* [Excerpted data]:
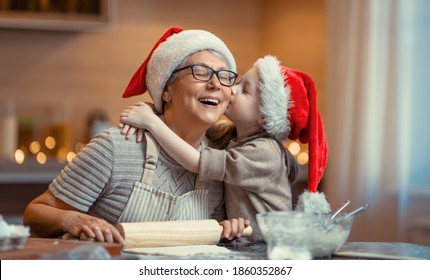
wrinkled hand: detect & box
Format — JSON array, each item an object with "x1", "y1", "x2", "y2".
[
  {"x1": 219, "y1": 218, "x2": 250, "y2": 240},
  {"x1": 65, "y1": 211, "x2": 125, "y2": 245}
]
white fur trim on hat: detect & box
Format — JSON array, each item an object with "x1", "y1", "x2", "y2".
[
  {"x1": 146, "y1": 30, "x2": 236, "y2": 113},
  {"x1": 254, "y1": 55, "x2": 291, "y2": 140},
  {"x1": 296, "y1": 191, "x2": 331, "y2": 213}
]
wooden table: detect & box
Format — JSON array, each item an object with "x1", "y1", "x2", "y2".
[
  {"x1": 0, "y1": 238, "x2": 430, "y2": 260},
  {"x1": 0, "y1": 237, "x2": 122, "y2": 260}
]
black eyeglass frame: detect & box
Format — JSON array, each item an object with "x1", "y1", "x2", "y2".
[{"x1": 172, "y1": 64, "x2": 239, "y2": 87}]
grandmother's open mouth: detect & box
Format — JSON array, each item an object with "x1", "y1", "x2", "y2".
[{"x1": 199, "y1": 98, "x2": 220, "y2": 106}]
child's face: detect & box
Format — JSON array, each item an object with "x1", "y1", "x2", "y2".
[{"x1": 225, "y1": 68, "x2": 260, "y2": 128}]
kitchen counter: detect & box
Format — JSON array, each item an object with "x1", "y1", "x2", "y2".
[{"x1": 0, "y1": 238, "x2": 430, "y2": 260}]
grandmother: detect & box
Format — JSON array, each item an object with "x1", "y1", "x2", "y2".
[{"x1": 24, "y1": 28, "x2": 237, "y2": 243}]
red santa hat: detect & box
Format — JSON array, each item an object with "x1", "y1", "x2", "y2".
[
  {"x1": 254, "y1": 56, "x2": 330, "y2": 213},
  {"x1": 122, "y1": 27, "x2": 236, "y2": 114}
]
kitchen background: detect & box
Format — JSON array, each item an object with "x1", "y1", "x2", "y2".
[{"x1": 0, "y1": 0, "x2": 430, "y2": 245}]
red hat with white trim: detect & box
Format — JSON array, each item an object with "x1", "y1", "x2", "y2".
[
  {"x1": 254, "y1": 55, "x2": 330, "y2": 213},
  {"x1": 122, "y1": 27, "x2": 236, "y2": 114}
]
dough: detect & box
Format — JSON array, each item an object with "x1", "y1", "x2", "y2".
[{"x1": 124, "y1": 245, "x2": 230, "y2": 256}]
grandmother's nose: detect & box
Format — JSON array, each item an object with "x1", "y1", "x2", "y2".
[{"x1": 231, "y1": 85, "x2": 238, "y2": 95}]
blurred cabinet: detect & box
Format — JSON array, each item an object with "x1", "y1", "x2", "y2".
[{"x1": 0, "y1": 0, "x2": 117, "y2": 31}]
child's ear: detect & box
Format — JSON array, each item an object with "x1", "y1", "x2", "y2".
[
  {"x1": 257, "y1": 114, "x2": 266, "y2": 128},
  {"x1": 161, "y1": 91, "x2": 172, "y2": 103}
]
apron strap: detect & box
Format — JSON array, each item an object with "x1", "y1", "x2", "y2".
[{"x1": 141, "y1": 131, "x2": 160, "y2": 186}]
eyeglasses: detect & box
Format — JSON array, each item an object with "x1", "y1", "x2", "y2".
[{"x1": 172, "y1": 64, "x2": 238, "y2": 87}]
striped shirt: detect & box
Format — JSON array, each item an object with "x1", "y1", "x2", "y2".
[{"x1": 49, "y1": 127, "x2": 225, "y2": 224}]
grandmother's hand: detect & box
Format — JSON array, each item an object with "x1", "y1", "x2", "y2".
[
  {"x1": 64, "y1": 211, "x2": 125, "y2": 245},
  {"x1": 219, "y1": 218, "x2": 251, "y2": 240}
]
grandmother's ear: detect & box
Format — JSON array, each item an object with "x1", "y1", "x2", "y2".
[{"x1": 162, "y1": 91, "x2": 172, "y2": 103}]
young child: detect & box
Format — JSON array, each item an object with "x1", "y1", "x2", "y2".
[{"x1": 120, "y1": 56, "x2": 330, "y2": 241}]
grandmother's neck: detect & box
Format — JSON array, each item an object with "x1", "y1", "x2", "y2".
[{"x1": 163, "y1": 115, "x2": 207, "y2": 149}]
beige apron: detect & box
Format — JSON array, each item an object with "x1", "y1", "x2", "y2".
[{"x1": 118, "y1": 132, "x2": 209, "y2": 223}]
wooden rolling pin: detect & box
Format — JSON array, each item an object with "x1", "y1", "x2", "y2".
[{"x1": 116, "y1": 219, "x2": 252, "y2": 249}]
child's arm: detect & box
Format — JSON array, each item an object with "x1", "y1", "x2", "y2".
[{"x1": 120, "y1": 102, "x2": 200, "y2": 173}]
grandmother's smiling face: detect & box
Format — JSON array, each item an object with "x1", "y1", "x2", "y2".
[{"x1": 163, "y1": 51, "x2": 235, "y2": 129}]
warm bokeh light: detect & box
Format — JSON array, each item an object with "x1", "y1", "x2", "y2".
[
  {"x1": 28, "y1": 141, "x2": 40, "y2": 154},
  {"x1": 36, "y1": 152, "x2": 47, "y2": 164},
  {"x1": 67, "y1": 152, "x2": 76, "y2": 162},
  {"x1": 45, "y1": 136, "x2": 57, "y2": 150},
  {"x1": 14, "y1": 149, "x2": 25, "y2": 164},
  {"x1": 297, "y1": 152, "x2": 309, "y2": 165},
  {"x1": 75, "y1": 142, "x2": 85, "y2": 153},
  {"x1": 288, "y1": 141, "x2": 300, "y2": 156},
  {"x1": 57, "y1": 148, "x2": 69, "y2": 162}
]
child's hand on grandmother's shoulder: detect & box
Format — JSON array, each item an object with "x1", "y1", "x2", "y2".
[{"x1": 119, "y1": 102, "x2": 155, "y2": 143}]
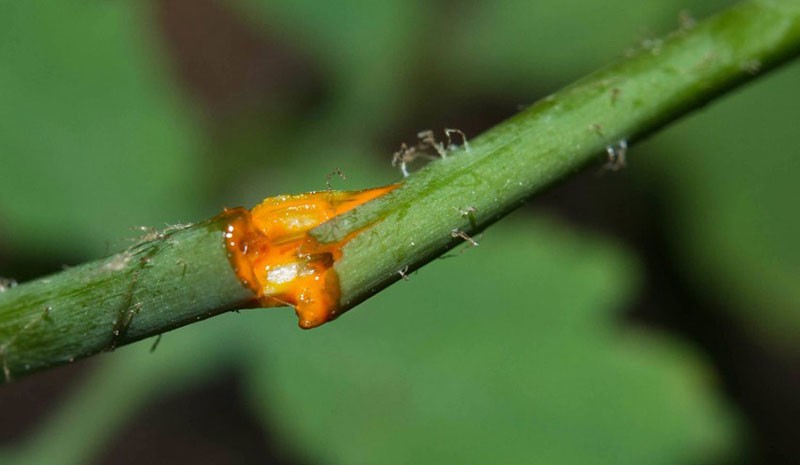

* [Stated goal]: Return each line in the rows above that contains the word "white", copied in full.

* [Output for this task]:
white fur trim on hat: detect & box
red hat with white trim: detect & box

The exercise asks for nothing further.